# [RECORDS FOR THIS EXERCISE]

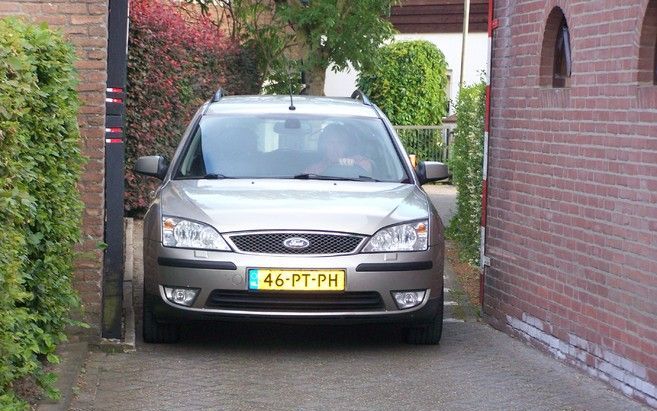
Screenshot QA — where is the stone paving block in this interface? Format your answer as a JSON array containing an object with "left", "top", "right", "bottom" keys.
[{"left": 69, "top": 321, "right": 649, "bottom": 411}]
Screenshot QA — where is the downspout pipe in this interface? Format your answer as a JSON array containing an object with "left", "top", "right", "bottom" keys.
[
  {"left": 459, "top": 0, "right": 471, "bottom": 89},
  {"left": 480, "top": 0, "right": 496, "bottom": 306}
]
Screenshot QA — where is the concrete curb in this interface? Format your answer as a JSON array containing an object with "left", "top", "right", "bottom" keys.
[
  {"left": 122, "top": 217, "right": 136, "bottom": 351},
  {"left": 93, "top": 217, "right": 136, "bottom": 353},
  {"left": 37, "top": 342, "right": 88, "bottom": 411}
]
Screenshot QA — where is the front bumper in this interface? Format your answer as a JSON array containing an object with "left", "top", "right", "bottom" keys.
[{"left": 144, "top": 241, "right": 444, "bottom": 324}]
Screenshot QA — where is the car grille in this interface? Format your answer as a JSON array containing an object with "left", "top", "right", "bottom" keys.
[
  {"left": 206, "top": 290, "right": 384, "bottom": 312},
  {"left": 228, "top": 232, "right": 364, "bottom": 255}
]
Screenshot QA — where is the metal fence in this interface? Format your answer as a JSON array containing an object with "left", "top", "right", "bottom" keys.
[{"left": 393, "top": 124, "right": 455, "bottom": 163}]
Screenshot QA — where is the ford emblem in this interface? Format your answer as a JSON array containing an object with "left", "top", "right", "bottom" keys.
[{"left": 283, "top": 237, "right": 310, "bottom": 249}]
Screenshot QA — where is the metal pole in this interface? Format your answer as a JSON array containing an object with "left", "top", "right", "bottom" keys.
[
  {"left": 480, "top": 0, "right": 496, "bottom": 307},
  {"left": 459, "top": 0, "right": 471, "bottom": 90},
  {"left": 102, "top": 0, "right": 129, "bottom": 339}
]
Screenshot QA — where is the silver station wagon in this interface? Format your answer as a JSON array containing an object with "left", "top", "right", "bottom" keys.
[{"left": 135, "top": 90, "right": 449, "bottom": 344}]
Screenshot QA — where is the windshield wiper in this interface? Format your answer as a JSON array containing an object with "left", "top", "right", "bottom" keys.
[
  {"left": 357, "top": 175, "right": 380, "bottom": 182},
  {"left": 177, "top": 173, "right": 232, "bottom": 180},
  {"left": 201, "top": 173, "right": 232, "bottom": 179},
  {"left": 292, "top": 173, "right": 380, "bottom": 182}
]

==

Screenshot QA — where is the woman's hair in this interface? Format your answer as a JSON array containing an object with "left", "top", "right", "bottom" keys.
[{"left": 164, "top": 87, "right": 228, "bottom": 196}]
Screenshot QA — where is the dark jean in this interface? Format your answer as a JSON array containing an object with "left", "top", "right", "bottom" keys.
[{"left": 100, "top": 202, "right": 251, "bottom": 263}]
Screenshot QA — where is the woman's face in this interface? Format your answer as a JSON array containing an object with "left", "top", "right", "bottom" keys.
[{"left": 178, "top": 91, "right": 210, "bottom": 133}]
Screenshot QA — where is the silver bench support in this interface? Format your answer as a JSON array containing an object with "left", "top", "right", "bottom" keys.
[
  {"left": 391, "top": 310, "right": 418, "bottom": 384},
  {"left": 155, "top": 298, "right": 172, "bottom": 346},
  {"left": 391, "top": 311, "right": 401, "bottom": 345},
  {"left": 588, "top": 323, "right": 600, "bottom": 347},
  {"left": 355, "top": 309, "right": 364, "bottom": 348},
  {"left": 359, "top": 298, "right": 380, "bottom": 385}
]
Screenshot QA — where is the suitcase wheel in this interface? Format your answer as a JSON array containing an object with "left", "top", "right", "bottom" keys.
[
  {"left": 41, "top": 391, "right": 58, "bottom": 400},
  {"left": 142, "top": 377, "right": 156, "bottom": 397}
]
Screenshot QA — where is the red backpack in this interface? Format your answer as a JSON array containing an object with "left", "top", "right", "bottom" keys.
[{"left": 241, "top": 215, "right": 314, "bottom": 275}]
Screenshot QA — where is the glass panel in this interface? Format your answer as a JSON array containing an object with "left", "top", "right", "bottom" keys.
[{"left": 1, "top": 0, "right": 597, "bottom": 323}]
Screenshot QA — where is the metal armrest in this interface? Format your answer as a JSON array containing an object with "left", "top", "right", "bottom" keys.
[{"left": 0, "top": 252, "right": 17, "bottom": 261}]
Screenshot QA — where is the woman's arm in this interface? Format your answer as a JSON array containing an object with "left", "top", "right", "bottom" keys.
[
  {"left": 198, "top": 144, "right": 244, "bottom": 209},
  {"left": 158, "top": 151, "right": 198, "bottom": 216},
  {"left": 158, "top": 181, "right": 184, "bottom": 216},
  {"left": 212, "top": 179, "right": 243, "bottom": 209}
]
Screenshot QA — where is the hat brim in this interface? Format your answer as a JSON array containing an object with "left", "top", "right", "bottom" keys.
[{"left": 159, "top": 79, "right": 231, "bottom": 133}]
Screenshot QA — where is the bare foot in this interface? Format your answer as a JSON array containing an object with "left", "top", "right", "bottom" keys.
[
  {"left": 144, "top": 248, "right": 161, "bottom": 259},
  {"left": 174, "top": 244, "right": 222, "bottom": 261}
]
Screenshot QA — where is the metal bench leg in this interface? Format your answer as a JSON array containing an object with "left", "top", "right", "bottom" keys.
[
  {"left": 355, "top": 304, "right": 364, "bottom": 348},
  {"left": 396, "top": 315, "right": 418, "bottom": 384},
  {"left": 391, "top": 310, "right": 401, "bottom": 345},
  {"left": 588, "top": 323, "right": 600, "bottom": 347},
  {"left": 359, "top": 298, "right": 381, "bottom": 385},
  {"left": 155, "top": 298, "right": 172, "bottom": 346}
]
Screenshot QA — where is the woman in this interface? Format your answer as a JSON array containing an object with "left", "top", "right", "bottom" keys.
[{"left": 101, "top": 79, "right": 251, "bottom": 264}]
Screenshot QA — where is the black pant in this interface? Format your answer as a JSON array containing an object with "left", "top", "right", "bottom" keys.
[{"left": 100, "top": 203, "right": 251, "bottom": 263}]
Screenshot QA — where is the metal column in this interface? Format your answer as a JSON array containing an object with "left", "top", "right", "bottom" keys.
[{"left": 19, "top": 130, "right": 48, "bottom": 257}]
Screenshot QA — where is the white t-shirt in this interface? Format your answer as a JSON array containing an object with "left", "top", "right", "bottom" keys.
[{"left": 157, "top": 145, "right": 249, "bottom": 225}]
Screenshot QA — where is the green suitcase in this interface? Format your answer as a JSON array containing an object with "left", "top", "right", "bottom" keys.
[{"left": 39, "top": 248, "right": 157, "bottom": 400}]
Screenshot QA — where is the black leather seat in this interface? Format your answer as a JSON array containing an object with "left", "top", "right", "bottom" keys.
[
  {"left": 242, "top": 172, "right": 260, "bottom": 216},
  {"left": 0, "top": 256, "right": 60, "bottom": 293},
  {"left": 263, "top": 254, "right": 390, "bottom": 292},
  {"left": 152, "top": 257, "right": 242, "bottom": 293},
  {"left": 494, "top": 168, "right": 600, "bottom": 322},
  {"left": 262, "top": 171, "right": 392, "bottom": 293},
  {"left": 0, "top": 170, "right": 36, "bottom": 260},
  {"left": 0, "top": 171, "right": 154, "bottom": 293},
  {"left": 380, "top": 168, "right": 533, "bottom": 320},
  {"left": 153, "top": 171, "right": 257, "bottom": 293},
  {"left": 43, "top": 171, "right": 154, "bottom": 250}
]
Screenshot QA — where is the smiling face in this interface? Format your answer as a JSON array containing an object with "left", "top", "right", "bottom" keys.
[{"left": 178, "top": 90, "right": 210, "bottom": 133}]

---

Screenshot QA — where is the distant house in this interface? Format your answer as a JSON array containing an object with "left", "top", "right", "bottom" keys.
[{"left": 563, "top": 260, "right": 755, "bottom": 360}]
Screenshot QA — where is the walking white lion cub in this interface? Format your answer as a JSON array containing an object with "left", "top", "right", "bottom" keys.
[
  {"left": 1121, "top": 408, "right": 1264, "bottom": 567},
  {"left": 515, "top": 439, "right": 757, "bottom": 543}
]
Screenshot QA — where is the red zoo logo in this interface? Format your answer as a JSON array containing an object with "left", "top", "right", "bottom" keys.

# [GOAL OF THE EXERCISE]
Write out exactly the lines above between the line with "Screenshot QA — where is the walking" and the line with "Screenshot QA — where is the red zoo", inclusive, and nothing beyond them.

# [FINISHED EXERCISE]
Screenshot QA — where is the walking white lion cub in this interface? Format your answer as a JSON array containing an object with "left", "top", "right", "bottom" keys.
[
  {"left": 1121, "top": 408, "right": 1264, "bottom": 567},
  {"left": 515, "top": 439, "right": 757, "bottom": 543}
]
Screenshot QA — where is the red zoo logo in this interface? Format your answer as a JSON array containing an object with "left", "top", "right", "bottom" keys.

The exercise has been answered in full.